Problem to work on: Give only the number of lines in these records that include "trail".

Exercise data:
_ _ _ _ _ _ _
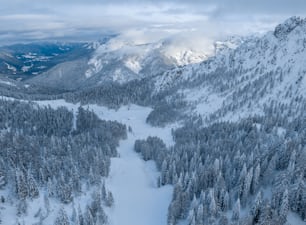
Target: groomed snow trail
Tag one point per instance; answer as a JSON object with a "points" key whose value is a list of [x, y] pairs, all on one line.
{"points": [[133, 182]]}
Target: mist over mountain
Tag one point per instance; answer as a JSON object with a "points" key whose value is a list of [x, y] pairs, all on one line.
{"points": [[135, 131]]}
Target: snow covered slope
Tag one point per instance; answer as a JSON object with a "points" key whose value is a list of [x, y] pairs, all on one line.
{"points": [[120, 60], [133, 181], [248, 79]]}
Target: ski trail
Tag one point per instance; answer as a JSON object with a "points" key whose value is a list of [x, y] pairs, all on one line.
{"points": [[133, 182]]}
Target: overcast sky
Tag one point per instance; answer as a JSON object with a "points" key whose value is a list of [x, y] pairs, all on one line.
{"points": [[25, 20]]}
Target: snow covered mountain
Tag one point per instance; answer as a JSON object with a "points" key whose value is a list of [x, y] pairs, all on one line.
{"points": [[23, 61], [229, 149], [121, 61], [245, 80]]}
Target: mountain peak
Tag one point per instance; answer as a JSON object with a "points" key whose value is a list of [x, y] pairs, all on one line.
{"points": [[283, 29]]}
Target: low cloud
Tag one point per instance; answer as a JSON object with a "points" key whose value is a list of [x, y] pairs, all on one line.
{"points": [[22, 20]]}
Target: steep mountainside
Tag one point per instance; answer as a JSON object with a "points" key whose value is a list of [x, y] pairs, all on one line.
{"points": [[119, 61], [245, 81]]}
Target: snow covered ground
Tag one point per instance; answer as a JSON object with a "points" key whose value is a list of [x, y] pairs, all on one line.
{"points": [[133, 182]]}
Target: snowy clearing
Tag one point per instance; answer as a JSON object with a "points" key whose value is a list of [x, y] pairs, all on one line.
{"points": [[133, 181]]}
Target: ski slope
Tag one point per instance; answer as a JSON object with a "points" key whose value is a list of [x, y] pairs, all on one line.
{"points": [[133, 182]]}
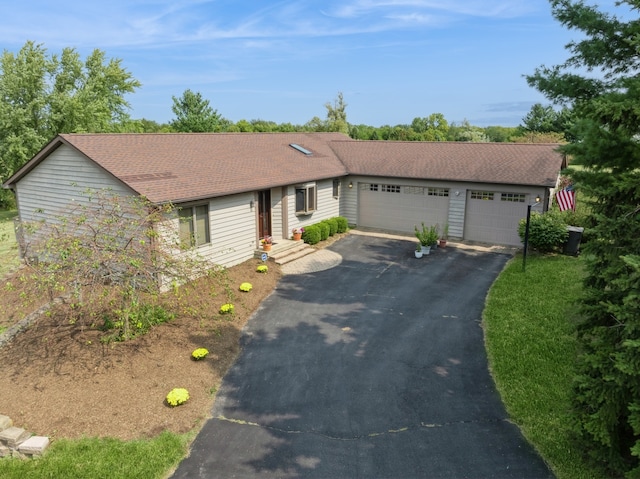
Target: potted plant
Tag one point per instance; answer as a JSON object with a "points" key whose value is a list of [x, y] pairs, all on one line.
{"points": [[444, 236], [266, 243], [424, 237], [297, 234]]}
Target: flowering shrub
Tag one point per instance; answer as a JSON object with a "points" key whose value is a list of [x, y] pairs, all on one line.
{"points": [[177, 396], [226, 308], [199, 354]]}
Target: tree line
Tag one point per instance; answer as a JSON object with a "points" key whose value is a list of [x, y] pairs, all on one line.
{"points": [[595, 95], [42, 95]]}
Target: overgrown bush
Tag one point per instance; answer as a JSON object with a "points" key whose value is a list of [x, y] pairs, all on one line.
{"points": [[333, 226], [546, 231], [343, 224], [324, 228], [311, 235], [133, 321]]}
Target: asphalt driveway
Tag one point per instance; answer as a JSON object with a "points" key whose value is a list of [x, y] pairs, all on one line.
{"points": [[372, 369]]}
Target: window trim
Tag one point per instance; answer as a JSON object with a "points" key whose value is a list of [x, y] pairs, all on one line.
{"points": [[189, 214], [310, 192]]}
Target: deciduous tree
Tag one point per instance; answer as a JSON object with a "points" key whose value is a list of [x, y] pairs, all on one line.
{"points": [[42, 95]]}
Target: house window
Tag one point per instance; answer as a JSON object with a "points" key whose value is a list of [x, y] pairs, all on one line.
{"points": [[514, 197], [482, 195], [391, 188], [438, 192], [194, 225], [306, 199]]}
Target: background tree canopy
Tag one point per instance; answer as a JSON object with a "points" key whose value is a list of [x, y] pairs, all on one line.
{"points": [[43, 95], [600, 83]]}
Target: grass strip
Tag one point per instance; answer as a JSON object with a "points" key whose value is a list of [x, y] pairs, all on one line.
{"points": [[101, 459], [529, 324], [9, 258]]}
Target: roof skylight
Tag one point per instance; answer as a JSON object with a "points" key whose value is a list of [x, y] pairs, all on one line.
{"points": [[300, 149]]}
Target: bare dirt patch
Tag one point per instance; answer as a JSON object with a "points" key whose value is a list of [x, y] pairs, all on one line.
{"points": [[58, 379]]}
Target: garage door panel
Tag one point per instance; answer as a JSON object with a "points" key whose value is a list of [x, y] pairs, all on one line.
{"points": [[400, 209], [494, 220]]}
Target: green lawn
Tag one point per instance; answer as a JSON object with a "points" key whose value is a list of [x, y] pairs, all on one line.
{"points": [[531, 346], [529, 326], [102, 459], [8, 245]]}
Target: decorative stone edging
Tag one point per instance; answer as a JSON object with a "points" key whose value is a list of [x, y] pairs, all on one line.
{"points": [[16, 442]]}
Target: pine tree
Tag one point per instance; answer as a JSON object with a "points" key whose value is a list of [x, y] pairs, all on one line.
{"points": [[600, 83]]}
_ _ _ _ _ _ _
Response to this task: 2